Copy each of the entries below word for word, with every line unchanged.

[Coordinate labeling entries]
···
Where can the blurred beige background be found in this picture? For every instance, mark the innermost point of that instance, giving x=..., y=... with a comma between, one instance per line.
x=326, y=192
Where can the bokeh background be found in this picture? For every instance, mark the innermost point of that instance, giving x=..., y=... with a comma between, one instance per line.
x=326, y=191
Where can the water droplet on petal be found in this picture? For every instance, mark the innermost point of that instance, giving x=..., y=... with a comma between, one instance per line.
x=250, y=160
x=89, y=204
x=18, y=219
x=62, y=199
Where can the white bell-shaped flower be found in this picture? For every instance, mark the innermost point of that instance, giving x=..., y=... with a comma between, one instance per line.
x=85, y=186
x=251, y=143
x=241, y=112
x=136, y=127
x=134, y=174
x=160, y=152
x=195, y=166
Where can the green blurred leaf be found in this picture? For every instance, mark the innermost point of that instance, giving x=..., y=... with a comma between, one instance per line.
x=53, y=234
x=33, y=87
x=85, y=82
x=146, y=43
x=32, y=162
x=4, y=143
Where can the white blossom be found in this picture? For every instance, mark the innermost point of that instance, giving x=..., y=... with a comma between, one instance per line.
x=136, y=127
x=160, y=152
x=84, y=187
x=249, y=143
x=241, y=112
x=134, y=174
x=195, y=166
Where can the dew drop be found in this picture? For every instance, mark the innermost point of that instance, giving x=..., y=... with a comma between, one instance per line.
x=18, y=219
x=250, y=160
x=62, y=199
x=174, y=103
···
*COMPLETE RESPONSE*.
Where can the blurred beige background be found in this picture? For every instance, mark the innermost point of that instance, giving x=..., y=... with a comma between, one instance per line.
x=326, y=192
Where can the bokeh background be found in this picture? For every instance, mark the innermost point of that instance, giving x=..., y=... with a comma between, one instance per line.
x=326, y=191
Where can the water droplet on petal be found in this picture? For every instance, mark the innermost point of that instance, giving x=..., y=... with a comma between, one instance per line.
x=250, y=160
x=89, y=204
x=18, y=219
x=62, y=199
Where can the white bell-shaped flower be found in this picture? For every instance, mark the innermost point of that instance, giving x=..., y=... with a comma between, one instance per line.
x=85, y=186
x=251, y=143
x=241, y=112
x=136, y=127
x=134, y=174
x=160, y=152
x=195, y=166
Where can the green blurred leaf be found in this picture? For every instance, mark the innermost point of that instance, giving x=..., y=... with a comma between, one instance per line.
x=53, y=234
x=33, y=87
x=85, y=82
x=146, y=43
x=32, y=162
x=4, y=143
Where can the white blossom be found in this picture? For every instance, mark the innermost point of that instance, giving x=..., y=... with a comma between, one instance per line.
x=136, y=127
x=160, y=152
x=84, y=187
x=249, y=143
x=241, y=112
x=134, y=174
x=195, y=166
Where can the dew drop be found in this picture? For every instance, mark the innermost point of that instance, giving x=..., y=... with a comma between, one instance per line.
x=18, y=219
x=250, y=160
x=62, y=199
x=174, y=103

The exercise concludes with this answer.